(Source data)
· · · · · · ·
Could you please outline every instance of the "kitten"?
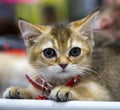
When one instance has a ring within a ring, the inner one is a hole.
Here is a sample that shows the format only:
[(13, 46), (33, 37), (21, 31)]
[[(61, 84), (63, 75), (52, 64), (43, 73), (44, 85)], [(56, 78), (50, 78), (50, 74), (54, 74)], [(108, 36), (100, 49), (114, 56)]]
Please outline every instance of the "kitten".
[[(65, 26), (37, 26), (19, 20), (30, 64), (36, 69), (36, 73), (54, 86), (49, 94), (50, 99), (120, 100), (120, 69), (116, 63), (119, 62), (119, 52), (104, 47), (93, 53), (92, 29), (99, 28), (99, 22), (96, 21), (98, 13), (92, 13)], [(73, 87), (63, 86), (78, 74), (81, 79)], [(41, 94), (42, 91), (30, 85), (28, 88), (10, 87), (3, 96), (35, 99)]]

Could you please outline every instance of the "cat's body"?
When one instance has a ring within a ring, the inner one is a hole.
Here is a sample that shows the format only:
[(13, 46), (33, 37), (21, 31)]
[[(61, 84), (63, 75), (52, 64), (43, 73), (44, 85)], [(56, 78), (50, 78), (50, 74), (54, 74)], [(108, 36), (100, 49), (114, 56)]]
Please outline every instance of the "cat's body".
[[(36, 69), (36, 73), (54, 85), (50, 99), (120, 100), (120, 69), (114, 66), (119, 63), (119, 51), (104, 47), (93, 53), (91, 25), (97, 13), (66, 26), (38, 27), (23, 20), (19, 21), (30, 64)], [(75, 86), (63, 86), (67, 80), (78, 74), (81, 79)], [(4, 97), (34, 99), (41, 94), (42, 91), (33, 86), (11, 87), (4, 92)]]
[(9, 86), (27, 86), (25, 73), (31, 73), (31, 71), (34, 70), (26, 56), (0, 52), (0, 97)]

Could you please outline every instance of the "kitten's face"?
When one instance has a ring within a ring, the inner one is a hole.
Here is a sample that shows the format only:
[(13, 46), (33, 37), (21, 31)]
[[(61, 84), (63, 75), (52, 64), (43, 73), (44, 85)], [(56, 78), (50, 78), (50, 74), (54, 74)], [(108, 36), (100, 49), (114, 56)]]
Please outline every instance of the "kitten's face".
[(19, 22), (30, 63), (43, 77), (68, 78), (89, 69), (93, 39), (76, 23), (38, 27)]

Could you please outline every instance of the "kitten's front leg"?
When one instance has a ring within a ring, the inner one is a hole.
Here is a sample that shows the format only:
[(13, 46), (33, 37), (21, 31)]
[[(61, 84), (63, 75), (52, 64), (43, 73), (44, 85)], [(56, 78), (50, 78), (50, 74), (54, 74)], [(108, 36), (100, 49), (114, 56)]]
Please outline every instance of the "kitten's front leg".
[(53, 89), (50, 99), (60, 102), (81, 100), (81, 101), (109, 101), (112, 100), (109, 92), (101, 85), (87, 81), (81, 82), (74, 88), (59, 86)]

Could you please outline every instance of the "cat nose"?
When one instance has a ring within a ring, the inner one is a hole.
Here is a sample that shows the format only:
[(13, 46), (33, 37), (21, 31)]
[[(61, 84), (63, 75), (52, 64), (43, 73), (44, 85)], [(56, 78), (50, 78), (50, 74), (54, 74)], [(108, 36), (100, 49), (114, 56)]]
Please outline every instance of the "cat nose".
[(63, 69), (65, 69), (67, 67), (68, 64), (59, 64), (59, 66)]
· · · · · · ·
— Exercise —
Rescale the items from the start of the source data through the line that contains "96), (35, 99)]]", inclusive. Copy every line again, including the requests and format samples unchanged, but multiply each coordinate in the answers by 2.15 and round it to a whole number, with halves rounding up. Leave the pictures out.

— Result below —
Could you please outline every instance of the "kitten"?
When one instance has a ring within a ring, the inner one is a hole.
Here is a sample that shows the format only:
[(13, 46), (33, 37), (21, 31)]
[[(61, 84), (63, 75), (52, 64), (43, 73), (44, 85)], [(56, 78), (50, 78), (50, 74), (54, 74)], [(108, 36), (100, 49), (114, 56)]]
Please outline every instance of the "kitten".
[[(140, 56), (80, 56), (41, 43), (65, 138), (77, 148), (77, 157), (116, 185), (105, 202), (108, 213), (258, 215), (258, 148), (249, 135), (256, 133), (256, 112), (224, 101), (200, 114), (198, 62), (213, 60), (213, 47), (206, 45), (211, 28), (198, 28)], [(157, 187), (135, 185), (168, 159), (174, 170)], [(88, 202), (90, 196), (65, 183), (60, 189), (22, 187), (6, 206), (75, 213)]]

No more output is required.